Copy out, unchanged, the records between the line holding "Mark the hanging" and the line holding "189 238 364 310", inclusive.

**DATA TO PROCESS:**
________________________________________
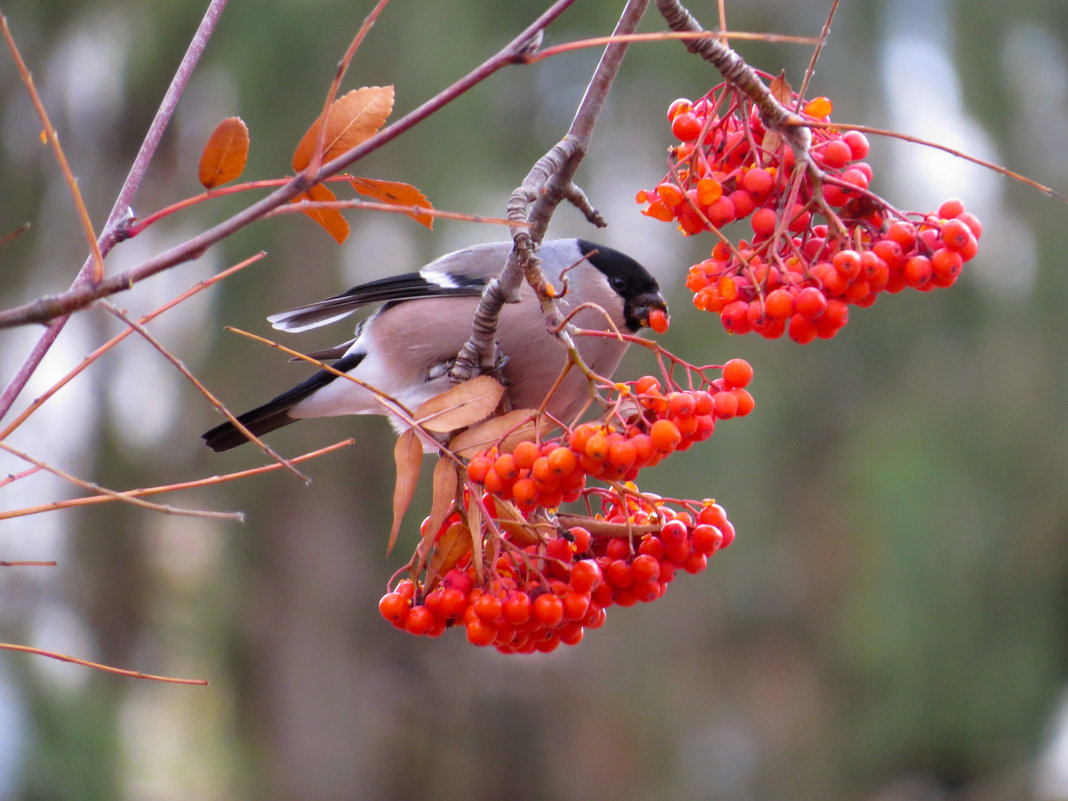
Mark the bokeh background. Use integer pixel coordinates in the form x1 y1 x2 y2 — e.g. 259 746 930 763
0 0 1068 801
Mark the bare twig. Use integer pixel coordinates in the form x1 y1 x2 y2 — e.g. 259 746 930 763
0 441 245 522
450 0 648 383
0 0 575 333
100 300 312 484
0 14 104 283
0 251 267 442
0 439 356 521
0 0 226 419
0 643 207 687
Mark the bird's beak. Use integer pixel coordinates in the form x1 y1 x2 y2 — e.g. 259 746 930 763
627 292 668 333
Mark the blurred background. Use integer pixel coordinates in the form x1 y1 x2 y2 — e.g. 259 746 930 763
0 0 1068 801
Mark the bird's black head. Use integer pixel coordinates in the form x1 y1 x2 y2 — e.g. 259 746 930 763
578 239 668 333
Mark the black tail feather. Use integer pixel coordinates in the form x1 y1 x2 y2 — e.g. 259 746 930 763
201 354 364 453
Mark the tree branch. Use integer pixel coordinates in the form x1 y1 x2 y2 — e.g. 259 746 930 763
450 0 648 383
0 0 226 419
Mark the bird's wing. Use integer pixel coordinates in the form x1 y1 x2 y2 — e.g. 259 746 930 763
267 268 486 333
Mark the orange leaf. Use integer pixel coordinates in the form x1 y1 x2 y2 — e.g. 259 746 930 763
427 523 474 588
200 116 249 189
349 175 434 229
293 87 393 172
423 457 459 546
290 184 349 245
386 428 423 554
414 376 504 433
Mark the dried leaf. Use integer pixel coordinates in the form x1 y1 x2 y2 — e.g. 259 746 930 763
199 116 249 189
760 70 792 163
556 513 662 537
290 184 349 245
349 176 434 229
468 503 484 586
293 87 393 172
386 428 423 555
414 376 504 431
497 501 541 548
425 457 459 545
427 523 473 590
449 409 554 458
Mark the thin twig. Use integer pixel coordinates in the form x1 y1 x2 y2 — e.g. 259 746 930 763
0 439 356 520
0 0 226 420
100 300 312 484
527 30 819 64
0 14 104 284
0 251 267 442
450 0 648 383
0 0 575 333
0 441 245 522
0 643 207 687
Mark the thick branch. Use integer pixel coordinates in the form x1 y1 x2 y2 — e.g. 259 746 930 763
0 0 226 418
450 0 648 382
0 0 575 328
657 0 812 158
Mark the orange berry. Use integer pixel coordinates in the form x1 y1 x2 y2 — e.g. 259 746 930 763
512 440 541 470
608 439 638 470
493 453 519 482
378 592 409 626
584 433 609 461
731 387 756 418
764 288 794 319
649 309 671 333
468 454 493 484
657 182 685 208
512 478 539 512
501 593 534 626
549 445 579 475
649 420 682 453
404 604 434 634
467 617 497 646
723 359 753 388
534 593 564 626
568 423 598 457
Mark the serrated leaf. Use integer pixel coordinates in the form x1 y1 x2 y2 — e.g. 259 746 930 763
386 428 423 555
198 116 250 189
497 501 541 548
293 87 393 172
427 523 474 590
414 376 504 433
349 176 434 230
289 184 349 245
449 409 554 458
424 457 459 545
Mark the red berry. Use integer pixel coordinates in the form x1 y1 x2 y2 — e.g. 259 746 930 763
534 593 564 626
378 592 409 626
795 286 827 320
842 130 871 161
671 111 703 142
938 198 964 220
749 208 779 236
569 559 603 593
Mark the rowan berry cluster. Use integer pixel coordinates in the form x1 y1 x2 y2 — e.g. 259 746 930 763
637 84 983 344
378 490 735 654
468 359 753 513
379 359 753 654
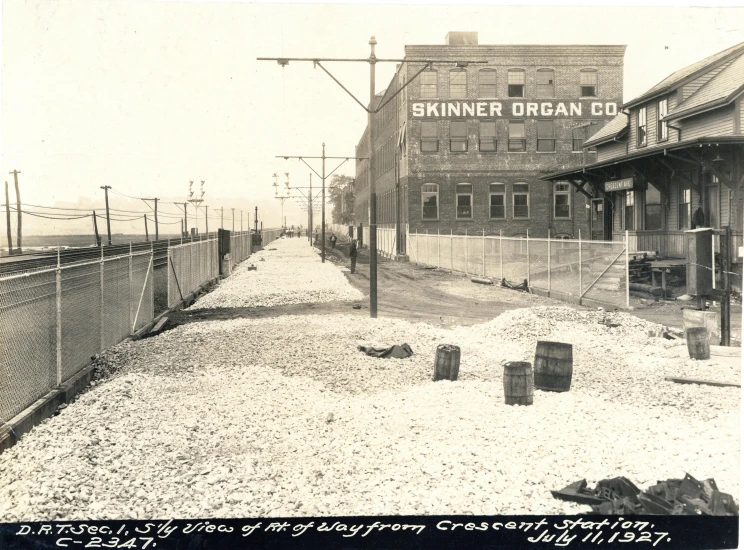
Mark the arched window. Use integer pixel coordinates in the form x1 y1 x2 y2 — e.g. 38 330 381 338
507 69 524 97
580 69 597 97
449 68 468 99
419 70 437 98
537 69 555 97
421 183 439 220
478 69 496 97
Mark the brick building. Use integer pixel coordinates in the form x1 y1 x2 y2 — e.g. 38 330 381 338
355 33 625 251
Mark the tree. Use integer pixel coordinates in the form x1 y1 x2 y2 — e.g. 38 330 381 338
328 174 354 225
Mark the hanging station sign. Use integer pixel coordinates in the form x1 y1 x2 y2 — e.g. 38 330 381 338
411 99 618 119
605 178 633 193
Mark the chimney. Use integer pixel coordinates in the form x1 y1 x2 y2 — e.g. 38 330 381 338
444 31 478 46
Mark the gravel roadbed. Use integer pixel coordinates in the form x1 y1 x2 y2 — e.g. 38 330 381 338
189 238 364 309
0 308 740 521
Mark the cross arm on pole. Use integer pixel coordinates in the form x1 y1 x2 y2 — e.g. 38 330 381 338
313 61 369 112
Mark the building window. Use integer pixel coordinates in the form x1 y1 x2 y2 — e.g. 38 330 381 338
507 69 524 97
509 120 527 152
571 123 587 152
580 69 597 97
421 120 439 153
512 183 530 218
421 183 439 220
637 107 646 147
478 120 496 152
623 190 635 231
537 120 555 153
643 183 662 231
419 71 437 98
679 188 692 229
553 182 571 219
488 183 506 220
449 69 468 99
537 69 555 97
450 120 468 153
656 99 669 141
478 69 496 97
457 183 473 220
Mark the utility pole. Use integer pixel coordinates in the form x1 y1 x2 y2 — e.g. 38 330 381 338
277 143 360 264
8 170 23 254
258 36 488 318
93 210 101 246
142 197 160 241
101 185 111 246
5 181 13 256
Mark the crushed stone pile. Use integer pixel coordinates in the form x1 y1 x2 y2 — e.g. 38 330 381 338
0 308 740 521
189 238 364 310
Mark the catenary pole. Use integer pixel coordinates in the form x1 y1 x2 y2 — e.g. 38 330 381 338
10 170 23 254
101 185 111 246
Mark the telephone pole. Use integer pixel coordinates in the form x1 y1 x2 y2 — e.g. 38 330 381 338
142 197 160 241
8 170 23 254
101 185 111 246
258 36 488 318
277 143 362 266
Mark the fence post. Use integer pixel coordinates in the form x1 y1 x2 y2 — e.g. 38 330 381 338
99 243 106 351
625 230 632 307
465 229 469 275
499 229 504 281
579 229 584 305
129 240 133 327
55 245 62 386
527 229 530 287
483 229 486 277
548 229 551 298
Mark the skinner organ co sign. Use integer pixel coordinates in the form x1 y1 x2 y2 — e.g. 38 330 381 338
411 99 617 118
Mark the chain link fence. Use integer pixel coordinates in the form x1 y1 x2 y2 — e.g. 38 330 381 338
0 251 154 422
406 233 630 307
168 239 219 307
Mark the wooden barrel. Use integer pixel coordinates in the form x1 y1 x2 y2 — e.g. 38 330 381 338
687 327 710 359
504 361 533 405
535 342 573 391
432 344 460 382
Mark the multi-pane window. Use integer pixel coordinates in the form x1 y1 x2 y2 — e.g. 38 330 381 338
643 182 662 231
457 183 473 219
449 69 468 99
623 190 635 231
512 183 530 218
553 182 571 219
488 183 506 219
537 120 555 153
507 69 524 97
450 120 468 153
509 120 527 152
478 120 496 152
636 107 647 147
421 120 439 153
478 69 496 97
537 69 555 97
421 183 439 220
656 98 669 141
419 71 437 98
679 188 692 229
579 69 597 97
571 123 587 152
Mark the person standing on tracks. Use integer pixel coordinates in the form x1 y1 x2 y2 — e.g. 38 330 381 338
349 239 357 273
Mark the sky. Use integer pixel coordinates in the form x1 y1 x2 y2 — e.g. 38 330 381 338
0 0 744 234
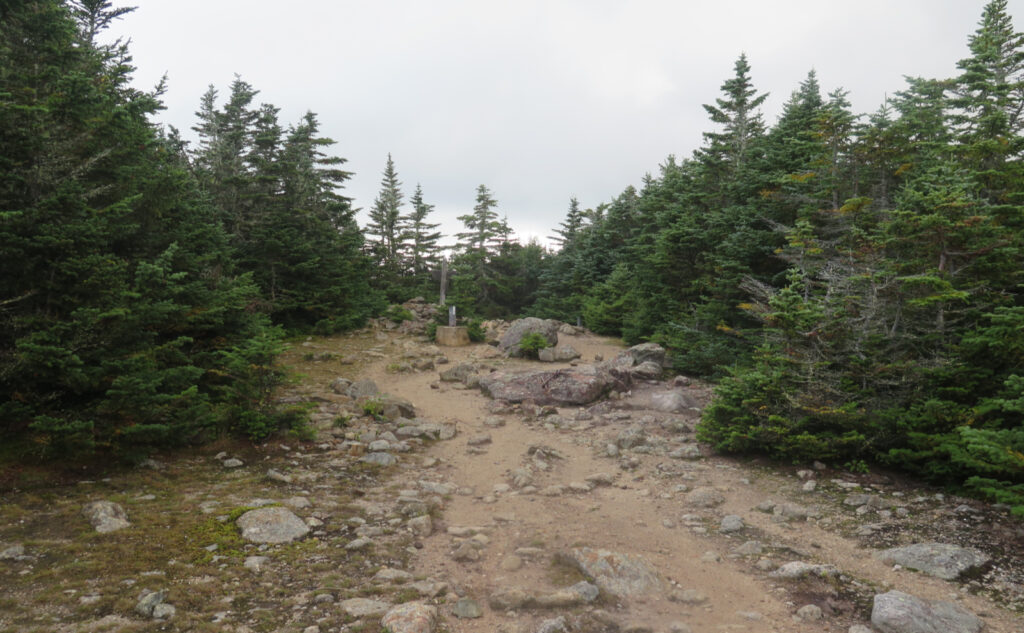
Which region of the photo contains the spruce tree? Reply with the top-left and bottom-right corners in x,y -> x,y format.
367,154 -> 404,276
456,184 -> 501,250
401,184 -> 441,287
0,0 -> 279,456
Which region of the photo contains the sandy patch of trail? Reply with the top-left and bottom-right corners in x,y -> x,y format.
0,329 -> 1024,633
362,329 -> 1021,633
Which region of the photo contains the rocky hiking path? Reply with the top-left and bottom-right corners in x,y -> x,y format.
0,319 -> 1024,633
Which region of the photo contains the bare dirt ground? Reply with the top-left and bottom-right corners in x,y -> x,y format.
0,331 -> 1024,633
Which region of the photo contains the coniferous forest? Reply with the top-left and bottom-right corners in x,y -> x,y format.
6,0 -> 1024,514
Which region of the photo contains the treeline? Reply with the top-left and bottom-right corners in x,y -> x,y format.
530,0 -> 1024,513
0,0 -> 384,459
0,0 -> 1024,512
366,155 -> 548,319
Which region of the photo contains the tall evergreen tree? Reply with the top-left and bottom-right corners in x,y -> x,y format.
367,154 -> 403,276
402,184 -> 441,293
0,0 -> 288,455
456,184 -> 501,250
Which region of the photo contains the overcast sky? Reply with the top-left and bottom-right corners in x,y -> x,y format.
112,0 -> 1024,246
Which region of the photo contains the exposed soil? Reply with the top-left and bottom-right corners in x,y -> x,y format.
0,331 -> 1024,633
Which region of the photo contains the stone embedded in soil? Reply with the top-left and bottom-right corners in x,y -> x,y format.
797,604 -> 823,622
243,556 -> 270,573
359,453 -> 398,466
686,487 -> 725,508
266,468 -> 292,483
452,598 -> 483,619
669,444 -> 701,459
345,378 -> 380,400
537,616 -> 568,633
372,567 -> 413,585
487,587 -> 532,611
768,561 -> 839,579
669,589 -> 708,604
501,554 -> 522,572
625,343 -> 666,367
452,541 -> 480,562
759,503 -> 821,522
569,581 -> 601,602
153,602 -> 178,620
718,514 -> 746,534
237,506 -> 309,544
871,591 -> 985,633
615,425 -> 647,449
568,547 -> 662,597
0,543 -> 25,560
874,543 -> 989,580
341,598 -> 391,618
480,365 -> 623,406
381,602 -> 437,633
406,514 -> 434,537
82,501 -> 131,534
135,589 -> 167,618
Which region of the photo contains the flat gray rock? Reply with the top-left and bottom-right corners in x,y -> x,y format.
345,378 -> 380,400
359,453 -> 398,466
686,487 -> 725,508
480,365 -> 625,407
452,598 -> 483,619
341,598 -> 391,618
381,602 -> 437,633
237,506 -> 309,543
718,514 -> 746,534
768,560 -> 839,579
874,543 -> 989,580
871,591 -> 985,633
0,543 -> 25,560
82,501 -> 131,534
569,547 -> 662,597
________________________________________
**EXERCISE SOLUTION:**
Mark the hanging station sign. Use integer pixel coordinates in the form x1 y1 x2 y2 — e.g. 38 330 381 338
411 99 618 119
605 178 633 193
Mark the chimney. Use integer pixel coordinates in the form x1 y1 x2 y2 — e.g. 38 330 381 338
444 31 478 46
Mark the gravel roadbed. Use integer pixel coordinates in the form x1 y1 x2 y2 — e.g. 38 330 381 338
189 238 364 309
0 308 740 521
Mark the cross arm on pole. Use integer pixel coordinates in the form x1 y1 x2 y2 — e.g. 38 330 381 338
313 61 369 112
Mark the building window. Use integer pixel coordinates in the form x1 y1 x2 y2 — e.g. 38 330 381 338
507 69 524 97
509 120 527 152
571 123 587 152
580 69 597 97
421 120 439 153
512 183 530 218
421 183 439 220
637 107 646 147
478 120 496 152
623 190 635 231
537 120 555 153
643 183 662 231
419 71 437 98
679 188 692 229
553 182 571 219
488 183 506 220
449 69 468 99
537 69 555 97
450 120 468 153
656 99 669 141
478 69 496 97
457 183 473 220
Mark the utility pole. Use integer pixel coordinates in the form x1 y1 x2 y2 — e.g. 38 330 381 338
277 143 360 264
8 170 23 254
258 36 488 318
93 210 101 246
142 197 160 241
101 185 111 246
5 181 13 256
Mark the crushed stone pile. Use integer pixel coordinates in the form x1 y1 x2 y2 — e.g. 38 330 381 338
0 308 740 521
189 238 364 310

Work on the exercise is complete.